[Opening GIVEN INFORMATION section]
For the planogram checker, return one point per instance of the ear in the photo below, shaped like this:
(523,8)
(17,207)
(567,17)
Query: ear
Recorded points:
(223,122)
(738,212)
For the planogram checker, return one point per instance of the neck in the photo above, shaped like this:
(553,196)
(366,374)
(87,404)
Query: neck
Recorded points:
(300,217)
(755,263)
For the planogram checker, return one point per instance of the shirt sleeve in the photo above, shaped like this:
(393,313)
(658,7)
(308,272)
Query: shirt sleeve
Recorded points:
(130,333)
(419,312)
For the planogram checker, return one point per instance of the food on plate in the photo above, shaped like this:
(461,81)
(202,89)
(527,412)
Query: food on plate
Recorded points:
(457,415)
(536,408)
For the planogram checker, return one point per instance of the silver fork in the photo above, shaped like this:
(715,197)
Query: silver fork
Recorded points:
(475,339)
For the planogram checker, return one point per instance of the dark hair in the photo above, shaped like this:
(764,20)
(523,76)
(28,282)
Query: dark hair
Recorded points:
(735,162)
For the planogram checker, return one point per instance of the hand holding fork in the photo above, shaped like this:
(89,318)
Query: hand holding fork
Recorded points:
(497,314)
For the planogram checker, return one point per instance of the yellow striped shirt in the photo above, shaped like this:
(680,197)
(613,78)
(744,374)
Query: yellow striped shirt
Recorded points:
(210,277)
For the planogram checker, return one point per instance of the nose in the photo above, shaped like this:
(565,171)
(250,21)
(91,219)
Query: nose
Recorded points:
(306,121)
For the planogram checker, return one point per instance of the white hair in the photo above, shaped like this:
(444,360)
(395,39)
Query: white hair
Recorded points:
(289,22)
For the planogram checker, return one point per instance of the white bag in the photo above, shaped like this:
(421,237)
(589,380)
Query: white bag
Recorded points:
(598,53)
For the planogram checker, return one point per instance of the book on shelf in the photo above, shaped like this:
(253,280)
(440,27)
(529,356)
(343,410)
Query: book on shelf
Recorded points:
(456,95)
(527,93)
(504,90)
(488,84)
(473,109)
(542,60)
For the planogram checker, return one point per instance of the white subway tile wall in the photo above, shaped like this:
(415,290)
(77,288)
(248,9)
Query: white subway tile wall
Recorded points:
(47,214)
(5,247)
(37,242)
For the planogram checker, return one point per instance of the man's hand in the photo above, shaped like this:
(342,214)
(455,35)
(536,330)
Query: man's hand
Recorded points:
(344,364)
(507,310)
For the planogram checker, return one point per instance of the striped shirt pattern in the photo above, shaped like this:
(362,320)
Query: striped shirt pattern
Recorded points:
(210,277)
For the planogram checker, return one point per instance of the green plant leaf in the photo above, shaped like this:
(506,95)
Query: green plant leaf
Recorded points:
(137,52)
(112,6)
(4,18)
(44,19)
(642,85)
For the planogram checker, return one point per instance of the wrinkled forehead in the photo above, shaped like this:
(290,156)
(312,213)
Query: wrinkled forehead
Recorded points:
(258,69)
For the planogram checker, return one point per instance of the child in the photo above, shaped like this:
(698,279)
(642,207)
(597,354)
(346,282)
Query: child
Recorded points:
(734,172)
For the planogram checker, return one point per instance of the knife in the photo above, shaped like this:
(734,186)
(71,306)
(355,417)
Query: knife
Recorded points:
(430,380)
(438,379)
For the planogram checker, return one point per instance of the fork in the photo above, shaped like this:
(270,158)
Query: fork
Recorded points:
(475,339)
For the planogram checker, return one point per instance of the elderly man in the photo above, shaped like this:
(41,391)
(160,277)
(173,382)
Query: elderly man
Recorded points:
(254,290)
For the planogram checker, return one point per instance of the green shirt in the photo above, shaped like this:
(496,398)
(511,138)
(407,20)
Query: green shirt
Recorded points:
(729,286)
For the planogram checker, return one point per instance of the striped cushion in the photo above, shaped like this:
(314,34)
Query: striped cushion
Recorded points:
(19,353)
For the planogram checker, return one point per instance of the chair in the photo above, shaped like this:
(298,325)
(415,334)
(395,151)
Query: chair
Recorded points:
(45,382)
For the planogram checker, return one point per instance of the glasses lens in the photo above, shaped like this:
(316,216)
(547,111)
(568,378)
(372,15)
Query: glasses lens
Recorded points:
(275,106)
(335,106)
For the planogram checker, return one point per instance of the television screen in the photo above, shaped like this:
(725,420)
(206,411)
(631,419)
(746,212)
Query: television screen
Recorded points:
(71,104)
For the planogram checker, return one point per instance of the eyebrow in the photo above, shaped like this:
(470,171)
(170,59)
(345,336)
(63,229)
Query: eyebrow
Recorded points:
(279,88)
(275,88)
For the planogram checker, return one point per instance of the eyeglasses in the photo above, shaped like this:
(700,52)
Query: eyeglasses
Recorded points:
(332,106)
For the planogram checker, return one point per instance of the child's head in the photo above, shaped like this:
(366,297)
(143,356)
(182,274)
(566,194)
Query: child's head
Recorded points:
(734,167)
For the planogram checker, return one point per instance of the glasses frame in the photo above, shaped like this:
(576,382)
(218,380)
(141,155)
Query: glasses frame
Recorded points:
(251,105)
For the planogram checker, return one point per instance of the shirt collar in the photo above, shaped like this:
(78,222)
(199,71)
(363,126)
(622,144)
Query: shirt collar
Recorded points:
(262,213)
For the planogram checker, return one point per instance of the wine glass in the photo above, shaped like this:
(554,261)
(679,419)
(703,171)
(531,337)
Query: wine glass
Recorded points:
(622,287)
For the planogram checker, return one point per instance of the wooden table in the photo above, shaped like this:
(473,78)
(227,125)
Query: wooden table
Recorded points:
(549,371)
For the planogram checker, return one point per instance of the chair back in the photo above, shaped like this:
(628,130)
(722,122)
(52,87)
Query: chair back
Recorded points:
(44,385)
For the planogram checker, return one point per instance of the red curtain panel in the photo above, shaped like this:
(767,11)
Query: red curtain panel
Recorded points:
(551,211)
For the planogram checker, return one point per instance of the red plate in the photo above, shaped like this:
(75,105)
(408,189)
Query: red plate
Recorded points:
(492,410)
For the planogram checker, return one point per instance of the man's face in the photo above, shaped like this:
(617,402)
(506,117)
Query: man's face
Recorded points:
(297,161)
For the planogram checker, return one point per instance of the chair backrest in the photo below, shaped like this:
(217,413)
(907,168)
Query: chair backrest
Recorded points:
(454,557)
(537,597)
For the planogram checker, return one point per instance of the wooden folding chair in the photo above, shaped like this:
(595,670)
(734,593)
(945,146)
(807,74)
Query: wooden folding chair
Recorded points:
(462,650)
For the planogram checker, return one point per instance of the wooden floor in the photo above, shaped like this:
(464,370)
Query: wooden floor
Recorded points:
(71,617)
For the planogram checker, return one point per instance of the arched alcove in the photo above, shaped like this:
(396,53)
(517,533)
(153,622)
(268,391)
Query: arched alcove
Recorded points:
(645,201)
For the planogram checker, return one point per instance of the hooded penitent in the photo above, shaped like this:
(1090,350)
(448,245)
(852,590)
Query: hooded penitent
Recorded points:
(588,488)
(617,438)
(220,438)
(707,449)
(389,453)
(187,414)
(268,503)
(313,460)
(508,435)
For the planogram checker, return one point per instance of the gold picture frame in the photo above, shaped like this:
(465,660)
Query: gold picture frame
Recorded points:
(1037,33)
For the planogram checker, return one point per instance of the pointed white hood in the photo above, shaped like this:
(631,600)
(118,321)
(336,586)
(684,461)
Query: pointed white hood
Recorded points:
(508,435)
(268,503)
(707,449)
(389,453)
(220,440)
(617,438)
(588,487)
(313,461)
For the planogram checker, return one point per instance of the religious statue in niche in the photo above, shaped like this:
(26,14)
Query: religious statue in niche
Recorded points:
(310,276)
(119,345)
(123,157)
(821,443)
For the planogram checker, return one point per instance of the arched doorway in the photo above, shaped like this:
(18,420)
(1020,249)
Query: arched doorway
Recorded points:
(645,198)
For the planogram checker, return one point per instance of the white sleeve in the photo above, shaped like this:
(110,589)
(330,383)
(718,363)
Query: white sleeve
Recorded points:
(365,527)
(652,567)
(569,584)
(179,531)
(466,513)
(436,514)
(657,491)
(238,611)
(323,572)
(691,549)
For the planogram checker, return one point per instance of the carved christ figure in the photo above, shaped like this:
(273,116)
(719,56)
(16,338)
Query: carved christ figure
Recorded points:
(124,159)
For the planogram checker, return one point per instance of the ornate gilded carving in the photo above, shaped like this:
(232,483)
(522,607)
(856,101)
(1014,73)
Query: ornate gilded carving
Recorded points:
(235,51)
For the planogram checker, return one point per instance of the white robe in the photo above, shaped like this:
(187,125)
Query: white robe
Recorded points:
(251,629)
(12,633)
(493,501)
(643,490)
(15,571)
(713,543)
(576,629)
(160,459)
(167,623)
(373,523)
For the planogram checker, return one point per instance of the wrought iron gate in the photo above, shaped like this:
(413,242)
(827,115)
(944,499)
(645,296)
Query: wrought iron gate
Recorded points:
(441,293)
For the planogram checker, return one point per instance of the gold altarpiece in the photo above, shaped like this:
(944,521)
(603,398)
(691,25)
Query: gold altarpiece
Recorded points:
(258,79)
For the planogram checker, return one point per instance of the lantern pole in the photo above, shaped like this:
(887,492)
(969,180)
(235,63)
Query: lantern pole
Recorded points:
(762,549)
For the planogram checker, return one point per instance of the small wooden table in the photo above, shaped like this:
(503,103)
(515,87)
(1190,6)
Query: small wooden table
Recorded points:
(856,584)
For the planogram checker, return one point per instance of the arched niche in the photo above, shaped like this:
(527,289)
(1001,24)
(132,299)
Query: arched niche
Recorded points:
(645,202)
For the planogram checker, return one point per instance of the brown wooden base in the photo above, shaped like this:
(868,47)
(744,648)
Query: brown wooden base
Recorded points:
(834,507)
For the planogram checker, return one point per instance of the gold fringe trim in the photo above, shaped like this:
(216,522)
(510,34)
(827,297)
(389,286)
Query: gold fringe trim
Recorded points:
[Closing GIVEN INFORMATION section]
EXERCISE
Both end lines included, restate word for word the lines above from the line with "the shirt collar" to the line with "Query: chair backrest", and nothing else.

EXERCISE ANSWER
For the planogram checker, return one point per instance of the shirt collar in the photo above, shaped like this:
(78,222)
(199,71)
(363,126)
(622,144)
Query: shirt collar
Recorded points:
(262,213)
For the planogram checker, return one point per instance of the wine glass in the photo above, shaped like this:
(554,261)
(679,419)
(703,171)
(531,337)
Query: wine glass
Recorded points:
(622,287)
For the planogram checker, return one point per instance of the wooden table in the photo above, shaped like this:
(473,78)
(227,125)
Query: wooden table
Recorded points:
(549,371)
For the planogram checker, return one point per instance of the chair back in the photo above, shaped like this:
(628,130)
(722,122)
(52,87)
Query: chair back
Recorded points:
(44,385)
For the planogram checker, return one point per instance of the red curtain panel in the photo above, shaped like this:
(767,11)
Query: red curtain panel
Recorded points:
(551,211)
For the planogram checker, return one point per instance of the red plate in the photo above, shaped like this:
(75,105)
(408,189)
Query: red plate
Recorded points:
(492,410)
For the planogram checker, return one point per instance of the man's face in the photo above, shaped like this:
(617,402)
(506,117)
Query: man's face
Recorded points:
(297,161)
For the planogram checker, return one point per instance of the chair backrest in the photo below, shaped like this:
(217,413)
(907,168)
Query: chair backrest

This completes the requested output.